** What the exercise asks **
Can you reproduce, word for word, the lines of the records below, starting with the line that contains "Target: cloudy sky" and going on through the final line of the records? Include both of those lines and nothing else.

** Provided records **
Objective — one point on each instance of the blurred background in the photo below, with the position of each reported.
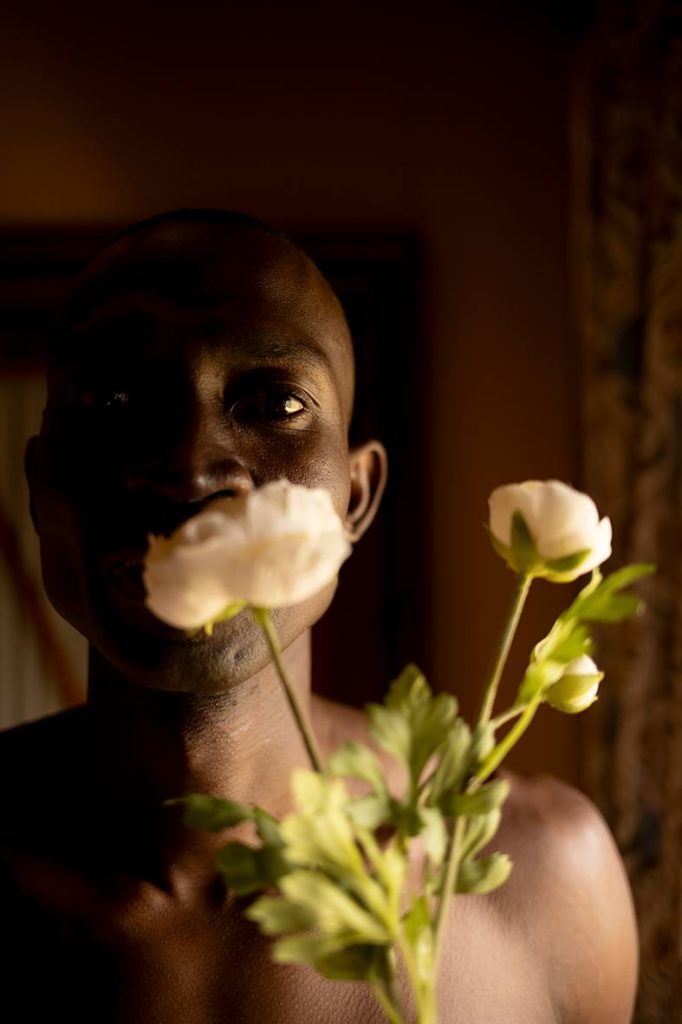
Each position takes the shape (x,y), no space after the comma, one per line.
(496,192)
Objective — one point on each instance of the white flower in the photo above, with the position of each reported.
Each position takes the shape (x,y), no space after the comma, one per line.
(559,537)
(578,687)
(275,547)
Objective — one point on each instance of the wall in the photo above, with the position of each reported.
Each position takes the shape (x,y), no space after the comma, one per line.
(451,124)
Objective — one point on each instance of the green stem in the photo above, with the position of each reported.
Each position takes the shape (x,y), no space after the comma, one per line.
(520,594)
(497,756)
(387,995)
(263,619)
(507,716)
(448,891)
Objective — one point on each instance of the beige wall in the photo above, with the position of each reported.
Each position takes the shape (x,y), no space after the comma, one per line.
(366,116)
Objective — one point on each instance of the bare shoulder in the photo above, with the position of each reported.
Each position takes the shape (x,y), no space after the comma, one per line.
(570,894)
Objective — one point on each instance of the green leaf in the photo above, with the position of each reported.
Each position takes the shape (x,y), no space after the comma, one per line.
(370,811)
(267,827)
(434,834)
(335,911)
(484,875)
(356,963)
(482,742)
(212,813)
(538,676)
(567,564)
(613,608)
(576,643)
(431,725)
(309,948)
(601,600)
(357,761)
(240,868)
(453,764)
(485,799)
(417,930)
(323,834)
(412,724)
(410,690)
(522,545)
(390,730)
(276,916)
(501,549)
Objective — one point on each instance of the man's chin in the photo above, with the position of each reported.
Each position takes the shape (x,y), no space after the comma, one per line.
(146,651)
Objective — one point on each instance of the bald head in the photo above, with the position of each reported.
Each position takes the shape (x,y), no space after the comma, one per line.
(195,261)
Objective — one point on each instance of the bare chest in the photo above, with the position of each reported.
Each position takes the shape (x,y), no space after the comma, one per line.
(150,961)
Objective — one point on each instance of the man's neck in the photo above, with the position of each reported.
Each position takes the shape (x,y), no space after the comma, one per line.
(150,745)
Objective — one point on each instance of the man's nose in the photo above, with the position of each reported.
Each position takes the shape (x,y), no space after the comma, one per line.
(201,464)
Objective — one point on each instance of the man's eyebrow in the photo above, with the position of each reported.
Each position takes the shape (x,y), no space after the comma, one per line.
(271,348)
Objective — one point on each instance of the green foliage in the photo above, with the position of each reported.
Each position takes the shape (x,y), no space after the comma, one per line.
(600,601)
(212,813)
(412,724)
(484,875)
(331,878)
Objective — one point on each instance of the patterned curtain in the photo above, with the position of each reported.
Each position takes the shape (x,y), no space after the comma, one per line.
(629,244)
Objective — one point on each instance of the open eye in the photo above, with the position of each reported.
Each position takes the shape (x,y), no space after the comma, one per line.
(110,399)
(270,403)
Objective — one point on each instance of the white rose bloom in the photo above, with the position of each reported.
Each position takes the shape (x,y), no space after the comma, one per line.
(275,547)
(561,521)
(578,687)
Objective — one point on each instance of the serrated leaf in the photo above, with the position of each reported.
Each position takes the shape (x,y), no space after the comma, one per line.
(390,864)
(276,916)
(431,726)
(323,837)
(538,677)
(418,931)
(370,811)
(267,827)
(336,912)
(453,763)
(240,868)
(522,546)
(567,564)
(484,875)
(577,642)
(410,690)
(434,834)
(357,761)
(412,723)
(308,948)
(601,600)
(613,608)
(485,799)
(501,549)
(482,741)
(356,963)
(212,813)
(390,730)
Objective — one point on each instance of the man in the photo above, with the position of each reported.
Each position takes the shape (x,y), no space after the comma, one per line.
(203,355)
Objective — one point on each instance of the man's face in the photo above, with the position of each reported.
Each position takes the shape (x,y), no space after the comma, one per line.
(201,361)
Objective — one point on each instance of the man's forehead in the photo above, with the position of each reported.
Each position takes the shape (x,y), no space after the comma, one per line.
(206,263)
(187,274)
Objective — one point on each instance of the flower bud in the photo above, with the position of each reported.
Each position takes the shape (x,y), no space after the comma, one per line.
(578,687)
(547,528)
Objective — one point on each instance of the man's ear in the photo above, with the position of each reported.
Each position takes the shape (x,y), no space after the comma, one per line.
(29,457)
(369,468)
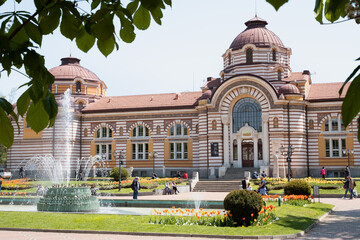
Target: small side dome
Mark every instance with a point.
(288, 89)
(206, 95)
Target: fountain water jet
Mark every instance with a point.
(64, 198)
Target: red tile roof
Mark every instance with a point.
(144, 102)
(326, 91)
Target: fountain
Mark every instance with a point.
(62, 197)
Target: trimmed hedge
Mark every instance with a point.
(241, 204)
(297, 187)
(114, 173)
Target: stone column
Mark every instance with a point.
(239, 140)
(266, 147)
(226, 140)
(256, 156)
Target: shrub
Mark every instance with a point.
(297, 187)
(243, 205)
(114, 173)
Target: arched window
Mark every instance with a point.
(104, 132)
(213, 125)
(274, 54)
(247, 110)
(276, 122)
(311, 124)
(78, 86)
(249, 55)
(279, 75)
(179, 130)
(140, 131)
(103, 147)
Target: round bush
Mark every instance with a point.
(297, 187)
(114, 173)
(243, 203)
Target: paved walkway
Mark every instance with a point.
(342, 224)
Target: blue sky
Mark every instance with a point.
(178, 55)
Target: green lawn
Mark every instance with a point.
(292, 220)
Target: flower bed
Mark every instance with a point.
(212, 218)
(17, 184)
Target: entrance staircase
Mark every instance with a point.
(231, 181)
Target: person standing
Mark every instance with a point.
(323, 172)
(347, 172)
(135, 187)
(262, 187)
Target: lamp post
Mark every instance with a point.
(287, 153)
(348, 153)
(119, 153)
(153, 155)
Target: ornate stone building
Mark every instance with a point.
(237, 121)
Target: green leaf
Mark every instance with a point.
(6, 129)
(132, 6)
(275, 3)
(33, 32)
(37, 117)
(127, 33)
(334, 9)
(23, 103)
(69, 26)
(142, 18)
(95, 4)
(104, 28)
(319, 8)
(84, 41)
(106, 46)
(157, 15)
(351, 104)
(50, 20)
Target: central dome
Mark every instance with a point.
(256, 33)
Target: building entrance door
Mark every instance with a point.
(247, 149)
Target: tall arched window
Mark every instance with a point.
(279, 75)
(247, 110)
(274, 54)
(249, 55)
(78, 86)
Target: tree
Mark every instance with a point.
(333, 10)
(21, 34)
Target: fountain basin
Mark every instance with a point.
(68, 199)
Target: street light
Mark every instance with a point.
(153, 155)
(348, 153)
(119, 153)
(287, 153)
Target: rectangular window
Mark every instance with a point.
(335, 146)
(334, 124)
(178, 130)
(327, 147)
(133, 151)
(141, 131)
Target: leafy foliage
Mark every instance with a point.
(297, 187)
(244, 205)
(21, 35)
(114, 173)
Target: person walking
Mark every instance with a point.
(174, 187)
(262, 186)
(323, 172)
(347, 172)
(135, 187)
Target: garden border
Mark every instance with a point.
(295, 235)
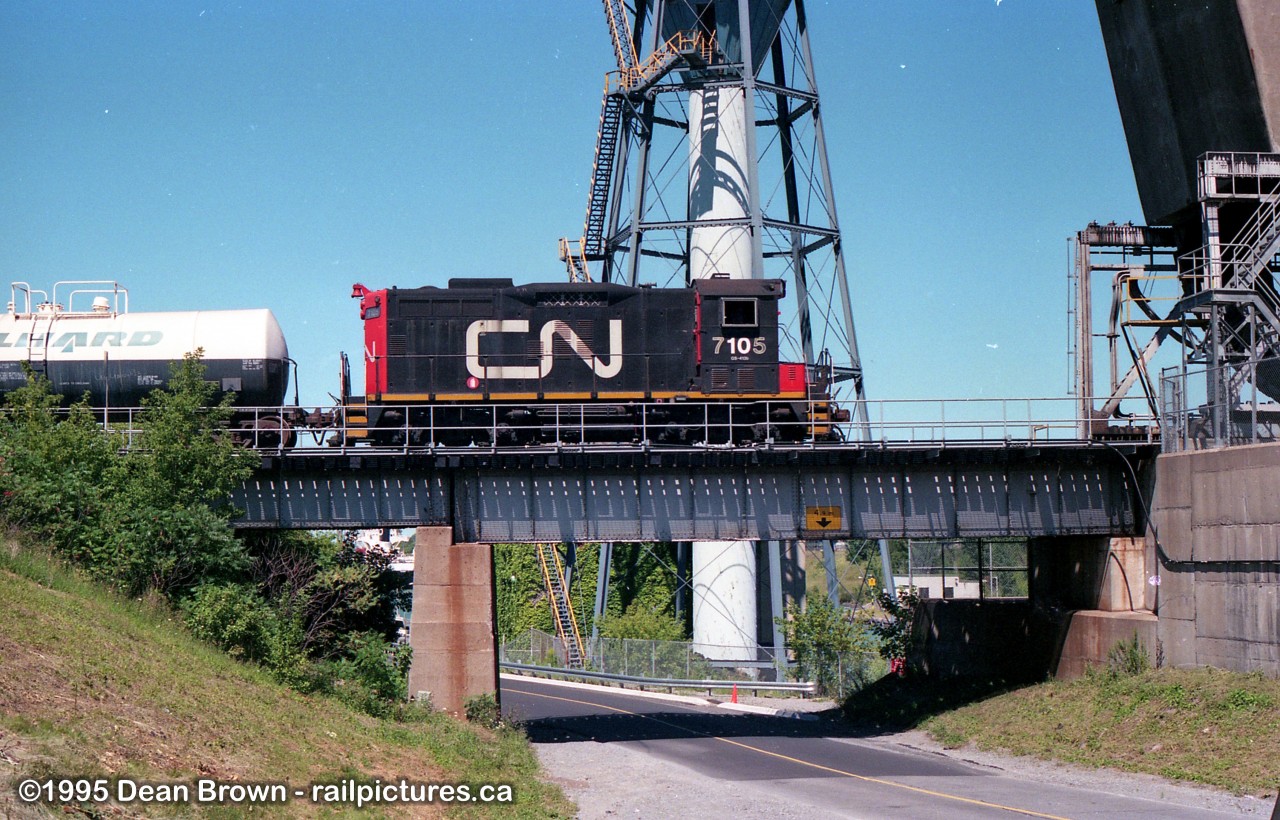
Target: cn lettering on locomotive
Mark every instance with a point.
(485, 361)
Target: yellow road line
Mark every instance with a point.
(805, 763)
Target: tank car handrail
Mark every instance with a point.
(105, 287)
(28, 292)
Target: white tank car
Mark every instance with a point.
(85, 340)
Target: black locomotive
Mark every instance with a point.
(485, 361)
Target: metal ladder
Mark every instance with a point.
(37, 342)
(562, 609)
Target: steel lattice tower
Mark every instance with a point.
(711, 160)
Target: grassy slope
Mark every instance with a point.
(1206, 725)
(95, 686)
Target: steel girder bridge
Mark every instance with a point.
(641, 494)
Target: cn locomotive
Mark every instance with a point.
(485, 361)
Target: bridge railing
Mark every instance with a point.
(643, 658)
(405, 427)
(1208, 408)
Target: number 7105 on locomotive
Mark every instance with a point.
(485, 361)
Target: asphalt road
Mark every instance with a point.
(625, 755)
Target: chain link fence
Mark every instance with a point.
(643, 658)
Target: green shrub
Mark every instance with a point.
(483, 710)
(830, 649)
(1129, 658)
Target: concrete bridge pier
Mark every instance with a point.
(453, 619)
(1100, 587)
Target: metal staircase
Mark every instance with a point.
(562, 609)
(621, 86)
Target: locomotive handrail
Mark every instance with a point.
(584, 426)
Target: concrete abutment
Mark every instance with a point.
(452, 623)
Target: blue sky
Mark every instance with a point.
(216, 155)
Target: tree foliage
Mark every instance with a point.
(895, 633)
(151, 517)
(830, 647)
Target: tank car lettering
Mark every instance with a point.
(68, 342)
(145, 338)
(108, 339)
(547, 360)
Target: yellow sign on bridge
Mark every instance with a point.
(823, 518)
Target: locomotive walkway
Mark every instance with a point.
(981, 485)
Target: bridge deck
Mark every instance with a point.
(602, 494)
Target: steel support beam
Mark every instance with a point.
(691, 496)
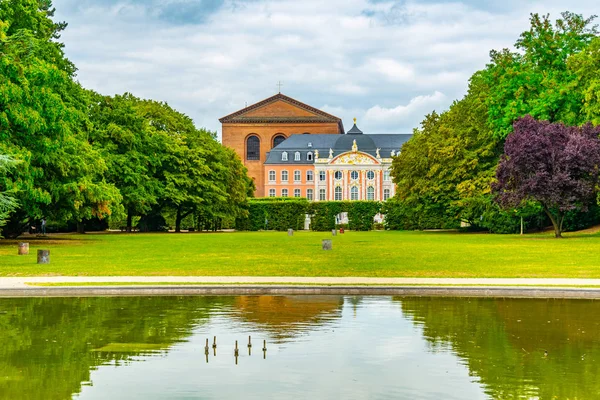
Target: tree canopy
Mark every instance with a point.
(445, 171)
(549, 163)
(85, 156)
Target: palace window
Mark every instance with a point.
(253, 148)
(277, 140)
(386, 194)
(386, 175)
(337, 193)
(370, 193)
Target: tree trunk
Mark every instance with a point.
(178, 219)
(556, 222)
(129, 220)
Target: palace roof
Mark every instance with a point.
(304, 144)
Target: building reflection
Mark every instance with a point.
(285, 317)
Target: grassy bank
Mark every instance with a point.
(366, 254)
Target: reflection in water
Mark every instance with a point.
(318, 347)
(519, 348)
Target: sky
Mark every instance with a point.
(386, 63)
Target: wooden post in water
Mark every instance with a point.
(23, 249)
(43, 256)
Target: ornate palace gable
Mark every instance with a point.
(354, 158)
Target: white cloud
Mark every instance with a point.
(385, 62)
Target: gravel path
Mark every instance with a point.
(22, 282)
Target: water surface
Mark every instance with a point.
(318, 347)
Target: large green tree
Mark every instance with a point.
(444, 172)
(535, 80)
(43, 123)
(133, 151)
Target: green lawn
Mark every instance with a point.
(372, 254)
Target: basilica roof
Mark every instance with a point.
(339, 144)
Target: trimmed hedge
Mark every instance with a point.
(274, 213)
(360, 214)
(283, 213)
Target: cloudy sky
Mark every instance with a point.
(387, 63)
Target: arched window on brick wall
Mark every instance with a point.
(278, 139)
(253, 148)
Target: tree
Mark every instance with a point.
(43, 123)
(585, 65)
(7, 202)
(552, 164)
(536, 80)
(444, 171)
(132, 150)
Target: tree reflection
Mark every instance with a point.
(50, 345)
(519, 348)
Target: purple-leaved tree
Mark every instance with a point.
(553, 164)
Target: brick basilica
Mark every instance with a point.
(294, 150)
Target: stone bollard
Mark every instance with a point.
(43, 256)
(23, 249)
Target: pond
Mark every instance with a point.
(317, 347)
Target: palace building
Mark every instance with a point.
(294, 150)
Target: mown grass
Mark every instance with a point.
(364, 254)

** Solution to the problem **
Target: cloudy sky
Mark every instance with a point.
(387, 63)
Target: arched window on brick wall
Mark every instance with a point.
(278, 139)
(253, 148)
Target: tree
Mark every instance with a point.
(43, 123)
(585, 65)
(7, 202)
(552, 164)
(536, 80)
(444, 171)
(132, 150)
Target: tree reflection
Mark every instance with a point.
(50, 345)
(519, 348)
Target: purple-leaved tree
Mark every instance with a point.
(553, 164)
Target: brick basilica
Mark every instance with a point.
(294, 150)
Target: stone bollard
Mark every instance with a point.
(43, 256)
(23, 249)
Target: pond
Mark every instance with a point.
(317, 347)
Target: palace building
Mark every instance with a point.
(294, 150)
Target: mown grass
Mark every instance with a point.
(364, 254)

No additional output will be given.